GIVEN PASSAGE –
|Above: A firefighter holds a water hose while fighting a wildfire Saturday, Oct. 14, 2017, in Santa Rosa, Calif. Image credit: AP Photo/Marcio Jose Sanchez.|
A record-breaking heat wave will build over Southern California over the weekend and peak on Tuesday, bringing triple-digit temperatures that could set marks for the hottest temperatures ever recorded so late in the year in the Los Angeles area. Accompanying the heat will be the notorious Santa Ana winds, which will bring a multi-day period of critical fire danger, Saturday through Tuesday.
According to NOAA, the hottest temperatures ever recorded after October 23 in Southern California (along with the Weather Underground forecast for Tuesday) were:
105°F Riverside, 10/28/1915 (WU forecast for Tuesday: 100°F)
101°F LAX Airport, 11/1/1966 (WU forecast for Tuesday: 96°F)
101°F Longbeach, 11/1/1966 (WU forecast for Tuesday: 100°F)
100°F Downtown Los Angeles, 11/1/1966 (WU forecast for Tuesday: 101°F)
100°F Burbank/Glendale/Pasadena, 10/26/2003 (WU forecast for Tuesday: 99°F)
100°F San Diego, 11/4/2010 (WU forecast for Tuesday: 91°F)
99°F Bakersfield, 10/27/1906 (WU forecast for Tuesday: 90°F)
The heat wave and Santa Ana winds will be caused by a large near-record-strength dome of high pressure expected to settle in over the Great Basin, a few hundred miles northeast of Los Angeles. The difference in pressure between this high-pressure system and lower pressure over Southern California will drive gusty northeast winds over Southern California. Since these winds will originate over desert areas, they will be hot and dry. As the air descends from the mountains to the coast, the air will get hotter and drier, due to adiabatic compression—the process whereby the pressure on a parcel of air increases as it descends, decreasing its volume, and thus increasing its temperature as work is done on it.

BRIEF –
Name every location in the heat wave article whose Weather Underground forecast for Tuesday is 100°F or higher, with that forecast figure.

RECORD LIST –

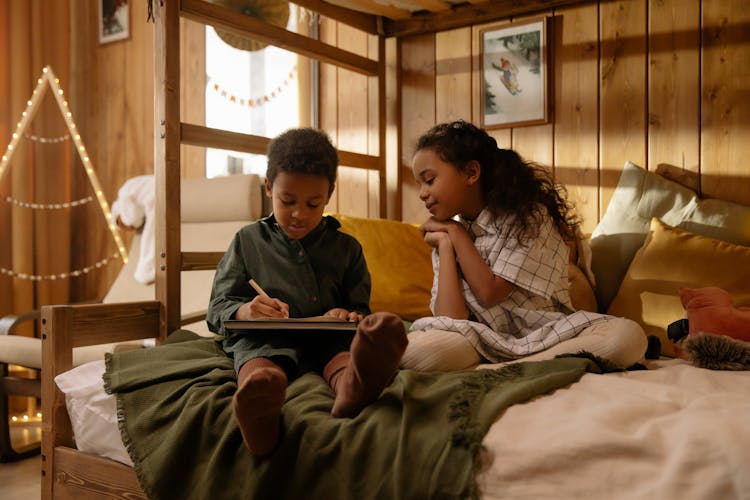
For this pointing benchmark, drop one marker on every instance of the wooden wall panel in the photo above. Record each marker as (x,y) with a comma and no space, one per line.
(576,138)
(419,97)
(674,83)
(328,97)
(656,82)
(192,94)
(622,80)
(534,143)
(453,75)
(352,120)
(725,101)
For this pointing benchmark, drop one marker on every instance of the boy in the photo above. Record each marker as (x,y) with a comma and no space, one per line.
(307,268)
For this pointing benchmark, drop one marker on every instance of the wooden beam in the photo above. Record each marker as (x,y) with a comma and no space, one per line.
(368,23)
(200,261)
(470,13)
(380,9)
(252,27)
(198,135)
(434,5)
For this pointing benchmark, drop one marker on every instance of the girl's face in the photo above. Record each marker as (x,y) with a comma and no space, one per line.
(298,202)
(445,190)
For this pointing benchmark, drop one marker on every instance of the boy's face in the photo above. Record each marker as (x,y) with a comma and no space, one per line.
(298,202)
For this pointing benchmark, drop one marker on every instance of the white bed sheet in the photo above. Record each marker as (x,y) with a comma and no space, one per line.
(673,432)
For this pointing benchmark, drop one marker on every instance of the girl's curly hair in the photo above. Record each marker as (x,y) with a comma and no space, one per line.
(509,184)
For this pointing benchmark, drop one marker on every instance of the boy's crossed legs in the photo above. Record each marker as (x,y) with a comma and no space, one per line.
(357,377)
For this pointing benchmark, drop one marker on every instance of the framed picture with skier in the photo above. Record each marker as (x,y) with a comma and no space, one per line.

FINISHED TASK –
Riverside: 100°F
Longbeach: 100°F
Downtown Los Angeles: 101°F